- [Supplied records]:
┌────────

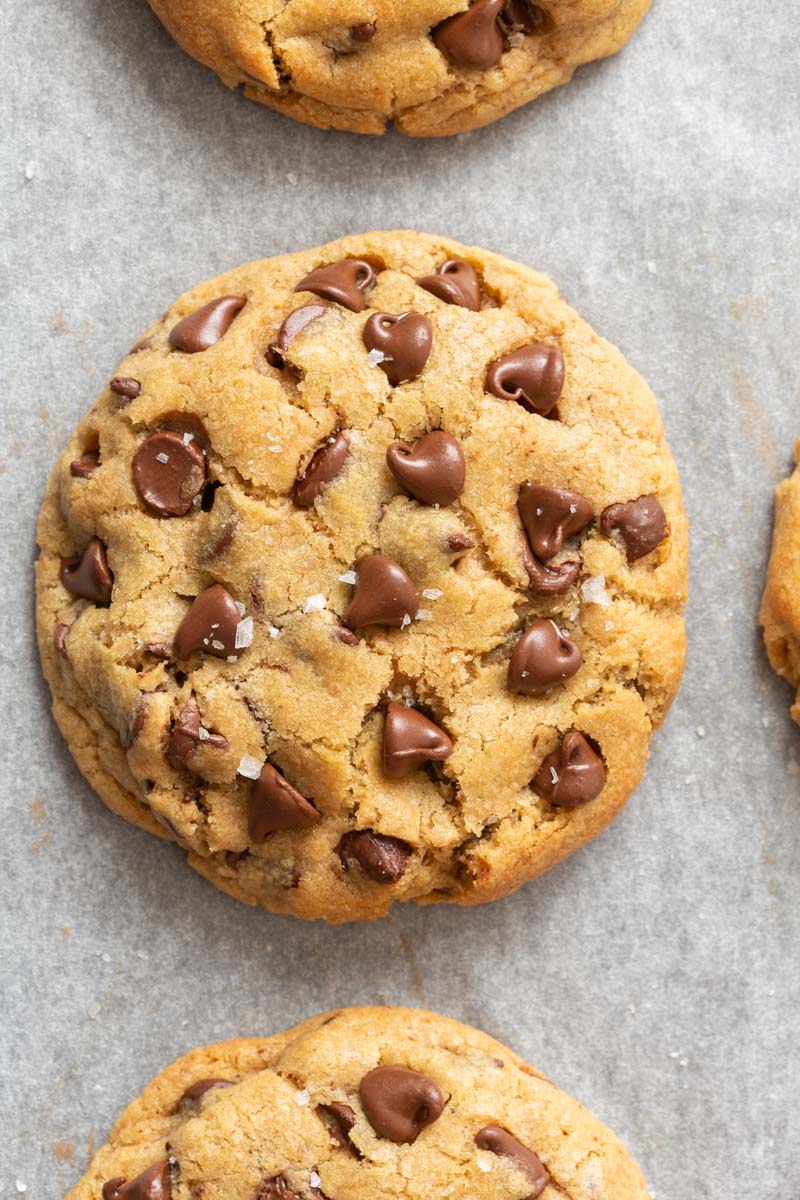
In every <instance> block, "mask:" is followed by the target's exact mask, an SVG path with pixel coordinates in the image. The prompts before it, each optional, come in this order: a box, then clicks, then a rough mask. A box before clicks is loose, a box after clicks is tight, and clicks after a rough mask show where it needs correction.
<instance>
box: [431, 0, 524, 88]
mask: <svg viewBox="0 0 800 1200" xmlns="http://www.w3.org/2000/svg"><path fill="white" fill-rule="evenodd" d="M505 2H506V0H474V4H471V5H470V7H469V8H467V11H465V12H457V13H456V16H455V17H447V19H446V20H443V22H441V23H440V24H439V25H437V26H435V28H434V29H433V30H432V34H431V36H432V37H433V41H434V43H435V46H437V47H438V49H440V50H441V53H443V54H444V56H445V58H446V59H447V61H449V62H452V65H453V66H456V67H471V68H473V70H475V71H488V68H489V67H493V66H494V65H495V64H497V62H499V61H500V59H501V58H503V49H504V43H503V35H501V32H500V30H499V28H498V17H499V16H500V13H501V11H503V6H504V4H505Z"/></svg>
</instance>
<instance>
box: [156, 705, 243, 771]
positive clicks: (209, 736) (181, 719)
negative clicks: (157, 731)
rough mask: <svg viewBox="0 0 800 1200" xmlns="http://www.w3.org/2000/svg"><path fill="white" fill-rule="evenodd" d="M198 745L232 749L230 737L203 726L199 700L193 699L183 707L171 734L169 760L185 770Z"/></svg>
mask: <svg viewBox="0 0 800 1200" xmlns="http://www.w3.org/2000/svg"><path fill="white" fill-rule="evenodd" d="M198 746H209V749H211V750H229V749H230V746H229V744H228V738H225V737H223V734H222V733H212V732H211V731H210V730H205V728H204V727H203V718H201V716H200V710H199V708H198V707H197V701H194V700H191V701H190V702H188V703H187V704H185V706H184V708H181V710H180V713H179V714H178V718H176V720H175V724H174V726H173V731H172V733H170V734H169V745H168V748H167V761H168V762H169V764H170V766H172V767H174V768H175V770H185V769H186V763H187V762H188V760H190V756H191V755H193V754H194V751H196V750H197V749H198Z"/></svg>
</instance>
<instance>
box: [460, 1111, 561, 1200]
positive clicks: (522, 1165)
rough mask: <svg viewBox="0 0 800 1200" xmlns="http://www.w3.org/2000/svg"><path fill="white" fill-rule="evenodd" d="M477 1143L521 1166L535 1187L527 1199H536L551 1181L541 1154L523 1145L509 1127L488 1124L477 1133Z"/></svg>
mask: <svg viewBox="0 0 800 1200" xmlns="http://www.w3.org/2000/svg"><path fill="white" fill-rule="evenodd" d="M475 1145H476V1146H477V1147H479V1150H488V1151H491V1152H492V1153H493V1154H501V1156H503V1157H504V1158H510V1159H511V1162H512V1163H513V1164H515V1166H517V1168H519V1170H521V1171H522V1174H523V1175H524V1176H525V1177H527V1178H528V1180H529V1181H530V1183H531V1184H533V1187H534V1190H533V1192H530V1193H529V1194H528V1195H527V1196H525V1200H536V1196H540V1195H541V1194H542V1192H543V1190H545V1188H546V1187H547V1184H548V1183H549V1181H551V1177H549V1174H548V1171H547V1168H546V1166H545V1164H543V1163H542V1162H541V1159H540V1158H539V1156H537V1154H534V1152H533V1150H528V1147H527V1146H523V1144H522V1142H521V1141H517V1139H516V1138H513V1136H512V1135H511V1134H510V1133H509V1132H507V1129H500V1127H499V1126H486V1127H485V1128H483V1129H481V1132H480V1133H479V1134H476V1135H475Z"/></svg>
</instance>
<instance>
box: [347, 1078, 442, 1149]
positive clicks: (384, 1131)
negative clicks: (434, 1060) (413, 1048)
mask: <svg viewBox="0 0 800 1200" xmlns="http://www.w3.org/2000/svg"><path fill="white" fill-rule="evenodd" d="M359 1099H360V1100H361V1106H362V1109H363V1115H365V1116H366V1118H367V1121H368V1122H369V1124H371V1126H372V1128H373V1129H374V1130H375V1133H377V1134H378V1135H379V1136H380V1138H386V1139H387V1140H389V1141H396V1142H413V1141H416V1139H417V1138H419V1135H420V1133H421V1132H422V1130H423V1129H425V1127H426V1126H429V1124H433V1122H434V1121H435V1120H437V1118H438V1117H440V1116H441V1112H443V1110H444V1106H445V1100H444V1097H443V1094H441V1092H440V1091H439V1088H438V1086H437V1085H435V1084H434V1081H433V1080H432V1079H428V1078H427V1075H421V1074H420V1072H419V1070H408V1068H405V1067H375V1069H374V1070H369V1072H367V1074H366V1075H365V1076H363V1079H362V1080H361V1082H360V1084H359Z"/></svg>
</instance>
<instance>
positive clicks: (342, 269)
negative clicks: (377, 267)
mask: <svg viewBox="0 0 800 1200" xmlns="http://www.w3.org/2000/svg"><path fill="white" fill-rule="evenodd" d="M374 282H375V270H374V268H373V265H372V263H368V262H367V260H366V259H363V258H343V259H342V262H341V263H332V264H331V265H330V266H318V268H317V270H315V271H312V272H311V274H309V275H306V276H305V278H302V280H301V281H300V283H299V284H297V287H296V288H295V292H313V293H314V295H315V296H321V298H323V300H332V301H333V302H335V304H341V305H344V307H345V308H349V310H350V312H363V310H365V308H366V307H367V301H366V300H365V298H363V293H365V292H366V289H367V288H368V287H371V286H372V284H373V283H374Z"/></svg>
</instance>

└────────

- [Activity]: Restate all entries above exactly, but not the images.

- [Response to the exercise]:
In every <instance> block, "mask:" is followed by the target's exact mask, an SVG path with pixel coordinates in the image. The prompts before it, each optional, come in this order: a box, then clicks, then a rough mask. A box before clicks is loose, a box after clicks is tight, and clicks after a rough mask show where it needs correction.
<instance>
box: [431, 0, 524, 88]
mask: <svg viewBox="0 0 800 1200" xmlns="http://www.w3.org/2000/svg"><path fill="white" fill-rule="evenodd" d="M505 2H506V0H474V4H471V5H470V7H469V8H467V11H465V12H457V13H456V16H455V17H447V19H446V20H443V22H441V23H440V24H439V25H437V26H435V28H434V29H433V30H432V34H431V36H432V37H433V41H434V43H435V46H437V47H438V49H440V50H441V53H443V54H444V56H445V58H446V59H447V61H449V62H452V65H453V66H456V67H471V68H473V70H475V71H488V68H489V67H493V66H494V65H495V64H497V62H499V61H500V59H501V58H503V49H504V43H503V35H501V32H500V30H499V28H498V17H499V16H500V13H501V11H503V6H504V4H505Z"/></svg>
</instance>
<instance>
box: [156, 705, 243, 771]
positive clicks: (209, 736) (181, 719)
negative clicks: (157, 731)
rough mask: <svg viewBox="0 0 800 1200" xmlns="http://www.w3.org/2000/svg"><path fill="white" fill-rule="evenodd" d="M198 745L232 749L230 737L203 726L199 700L193 699L183 707L171 734L169 760L185 770Z"/></svg>
mask: <svg viewBox="0 0 800 1200" xmlns="http://www.w3.org/2000/svg"><path fill="white" fill-rule="evenodd" d="M198 746H209V749H211V750H229V749H230V746H229V744H228V738H225V737H223V734H222V733H212V732H211V731H210V730H205V728H204V727H203V718H201V716H200V710H199V708H198V707H197V701H194V700H191V701H190V702H188V703H187V704H185V706H184V708H181V710H180V713H179V714H178V718H176V720H175V724H174V726H173V731H172V733H170V734H169V745H168V748H167V761H168V762H169V764H170V766H172V767H174V768H175V770H185V769H186V763H187V762H188V760H190V756H191V755H193V754H194V751H196V750H197V749H198Z"/></svg>
</instance>
<instance>
box: [460, 1111, 561, 1200]
positive clicks: (522, 1165)
rough mask: <svg viewBox="0 0 800 1200" xmlns="http://www.w3.org/2000/svg"><path fill="white" fill-rule="evenodd" d="M477 1143L521 1166L535 1187L527 1199H536L551 1181L541 1154L523 1145L509 1127L488 1124L477 1133Z"/></svg>
mask: <svg viewBox="0 0 800 1200" xmlns="http://www.w3.org/2000/svg"><path fill="white" fill-rule="evenodd" d="M475 1145H476V1146H477V1147H479V1150H488V1151H491V1152H492V1153H493V1154H501V1156H503V1157H504V1158H510V1159H511V1162H512V1163H513V1164H515V1166H517V1168H519V1170H521V1171H522V1174H523V1175H524V1176H525V1177H527V1178H528V1180H529V1181H530V1183H531V1184H533V1187H534V1190H533V1192H530V1193H529V1194H528V1195H527V1196H525V1200H536V1196H540V1195H541V1194H542V1192H543V1190H545V1188H546V1187H547V1184H548V1183H549V1181H551V1177H549V1174H548V1171H547V1168H546V1166H545V1164H543V1163H542V1162H541V1159H540V1158H539V1156H537V1154H534V1152H533V1150H528V1147H527V1146H523V1144H522V1142H521V1141H517V1139H516V1138H513V1136H512V1135H511V1134H510V1133H509V1132H507V1129H500V1127H499V1126H486V1127H485V1128H483V1129H481V1132H480V1133H479V1134H476V1135H475Z"/></svg>
</instance>
<instance>
box: [347, 1078, 442, 1149]
positive clicks: (384, 1131)
negative clicks: (434, 1060) (413, 1048)
mask: <svg viewBox="0 0 800 1200" xmlns="http://www.w3.org/2000/svg"><path fill="white" fill-rule="evenodd" d="M359 1099H360V1100H361V1106H362V1109H363V1115H365V1116H366V1118H367V1121H368V1122H369V1124H371V1126H372V1128H373V1129H374V1130H375V1133H377V1134H378V1135H379V1136H380V1138H386V1139H387V1140H389V1141H396V1142H413V1141H416V1139H417V1138H419V1135H420V1133H421V1132H422V1130H423V1129H425V1127H426V1126H429V1124H433V1122H434V1121H435V1120H437V1118H438V1117H440V1116H441V1112H443V1110H444V1106H445V1100H444V1097H443V1094H441V1092H440V1091H439V1088H438V1086H437V1085H435V1084H434V1081H433V1080H432V1079H428V1078H427V1075H421V1074H420V1072H419V1070H408V1068H405V1067H375V1069H374V1070H369V1072H367V1074H366V1075H365V1076H363V1079H362V1080H361V1082H360V1084H359Z"/></svg>
</instance>
<instance>
positive clicks: (342, 269)
negative clicks: (377, 267)
mask: <svg viewBox="0 0 800 1200" xmlns="http://www.w3.org/2000/svg"><path fill="white" fill-rule="evenodd" d="M374 282H375V270H374V268H373V265H372V263H368V262H367V260H366V259H363V258H343V259H342V262H341V263H332V264H331V265H330V266H318V268H317V270H315V271H312V272H311V274H309V275H306V276H305V278H302V280H301V281H300V283H299V284H297V287H296V288H295V292H313V293H314V295H315V296H321V298H323V300H332V301H333V302H335V304H341V305H344V307H345V308H349V310H350V312H363V310H365V308H366V307H367V301H366V300H365V298H363V293H365V292H366V289H367V288H368V287H371V286H372V284H373V283H374Z"/></svg>
</instance>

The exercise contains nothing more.